A few records
....................

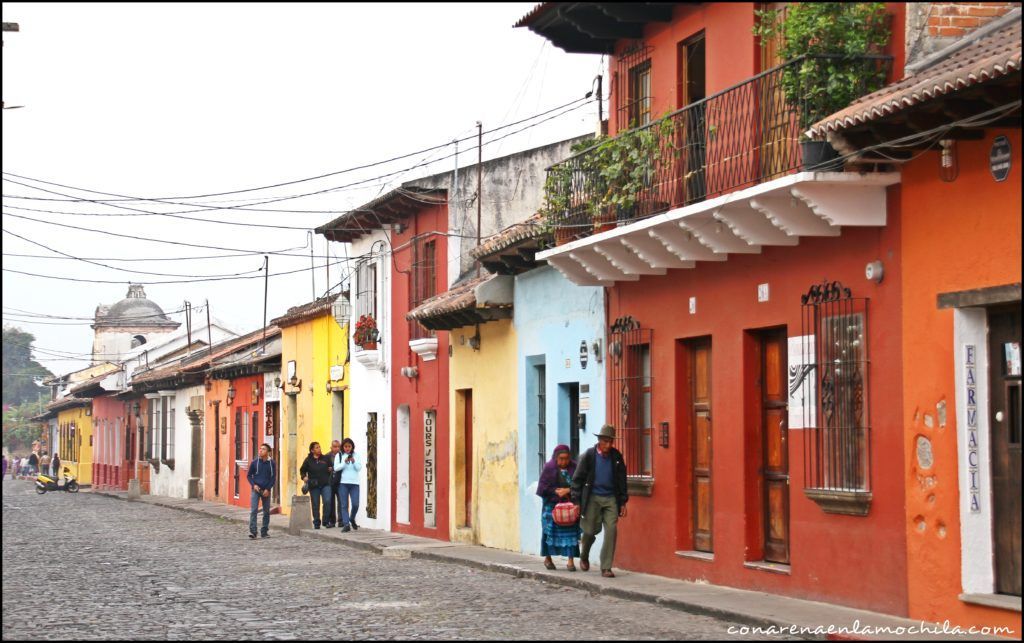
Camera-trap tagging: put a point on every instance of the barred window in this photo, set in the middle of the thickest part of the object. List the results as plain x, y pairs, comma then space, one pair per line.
633, 87
630, 394
835, 356
366, 284
424, 282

....................

• [Problem description] Convert the lines above into a Markdown table with two columns, Row and Line, giving each row a number and skipping any blank lines. Leave the picture out of the table.

• [Problem solution]
| Row | Line |
|---|---|
| 1 | Camera-trap tagging: put a point on every instance of the barred window in this photo, set in the middle of the thickest part of the object. List the results as plain x, y pairs, comma then space, one pair per line. |
| 2 | 633, 87 |
| 3 | 630, 394 |
| 4 | 835, 356 |
| 5 | 366, 284 |
| 6 | 424, 282 |